_What you will do_. The range to reproduce runs from the line containing "Report one dot per instance of the wooden" through the last line of the listing below; give exactly those lines and no others.

----

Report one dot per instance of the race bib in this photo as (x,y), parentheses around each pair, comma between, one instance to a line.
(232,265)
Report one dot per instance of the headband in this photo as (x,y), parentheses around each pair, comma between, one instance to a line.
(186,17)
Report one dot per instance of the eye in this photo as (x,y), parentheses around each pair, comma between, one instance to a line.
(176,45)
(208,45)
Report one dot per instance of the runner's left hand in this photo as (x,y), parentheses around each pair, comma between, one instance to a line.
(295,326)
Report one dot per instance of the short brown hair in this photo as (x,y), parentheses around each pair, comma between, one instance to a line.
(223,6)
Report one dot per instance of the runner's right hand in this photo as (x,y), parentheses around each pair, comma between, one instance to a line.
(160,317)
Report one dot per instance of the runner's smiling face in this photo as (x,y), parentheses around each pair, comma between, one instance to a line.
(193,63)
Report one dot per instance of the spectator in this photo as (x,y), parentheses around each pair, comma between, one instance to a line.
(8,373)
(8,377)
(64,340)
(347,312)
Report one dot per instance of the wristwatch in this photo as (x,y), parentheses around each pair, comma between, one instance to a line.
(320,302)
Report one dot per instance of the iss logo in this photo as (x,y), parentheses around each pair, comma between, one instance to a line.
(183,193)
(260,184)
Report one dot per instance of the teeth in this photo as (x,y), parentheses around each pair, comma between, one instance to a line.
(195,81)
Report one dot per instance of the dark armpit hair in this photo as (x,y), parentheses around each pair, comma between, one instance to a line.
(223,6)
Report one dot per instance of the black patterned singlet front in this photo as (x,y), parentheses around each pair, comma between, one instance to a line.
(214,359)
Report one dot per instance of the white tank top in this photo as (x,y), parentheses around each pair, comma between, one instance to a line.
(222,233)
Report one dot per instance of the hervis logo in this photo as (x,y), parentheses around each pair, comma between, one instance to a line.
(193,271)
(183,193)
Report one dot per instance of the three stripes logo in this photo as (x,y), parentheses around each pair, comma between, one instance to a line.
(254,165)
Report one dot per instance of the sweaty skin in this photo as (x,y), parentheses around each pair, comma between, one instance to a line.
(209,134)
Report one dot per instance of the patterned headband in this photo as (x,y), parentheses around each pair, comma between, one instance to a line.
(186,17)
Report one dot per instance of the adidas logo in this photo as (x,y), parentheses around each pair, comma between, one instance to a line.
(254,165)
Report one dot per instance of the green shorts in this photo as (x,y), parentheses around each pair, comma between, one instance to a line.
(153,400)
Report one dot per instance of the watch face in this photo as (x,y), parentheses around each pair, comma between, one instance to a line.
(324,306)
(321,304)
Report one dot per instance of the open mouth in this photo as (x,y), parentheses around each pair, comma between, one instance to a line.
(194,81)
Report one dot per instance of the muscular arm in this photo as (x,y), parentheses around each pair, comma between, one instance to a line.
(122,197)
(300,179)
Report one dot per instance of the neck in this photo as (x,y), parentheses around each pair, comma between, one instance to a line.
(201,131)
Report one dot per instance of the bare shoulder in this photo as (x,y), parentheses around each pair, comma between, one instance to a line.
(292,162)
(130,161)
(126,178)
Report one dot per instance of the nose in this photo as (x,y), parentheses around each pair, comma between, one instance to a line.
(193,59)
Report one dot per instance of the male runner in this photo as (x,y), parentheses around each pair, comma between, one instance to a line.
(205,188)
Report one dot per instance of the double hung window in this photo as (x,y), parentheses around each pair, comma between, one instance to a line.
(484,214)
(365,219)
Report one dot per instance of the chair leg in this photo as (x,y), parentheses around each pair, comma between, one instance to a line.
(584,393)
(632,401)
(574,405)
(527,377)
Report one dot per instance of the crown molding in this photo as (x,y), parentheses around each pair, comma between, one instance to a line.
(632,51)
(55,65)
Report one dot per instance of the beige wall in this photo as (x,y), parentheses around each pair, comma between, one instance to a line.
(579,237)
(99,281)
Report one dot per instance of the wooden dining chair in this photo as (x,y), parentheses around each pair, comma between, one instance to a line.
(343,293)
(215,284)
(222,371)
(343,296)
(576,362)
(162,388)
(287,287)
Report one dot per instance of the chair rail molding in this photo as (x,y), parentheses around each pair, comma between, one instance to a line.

----

_Finished exercise_.
Report one dot per instance of the wooden dining chair in this photo as (x,y), parentheses around each pair, comma between, one instance to a line.
(343,293)
(215,284)
(222,371)
(343,296)
(576,362)
(162,388)
(287,287)
Report one dot per instance of the chair rail molding in this photo as (x,y), parentheses around each pair, comma between, one instance to a line.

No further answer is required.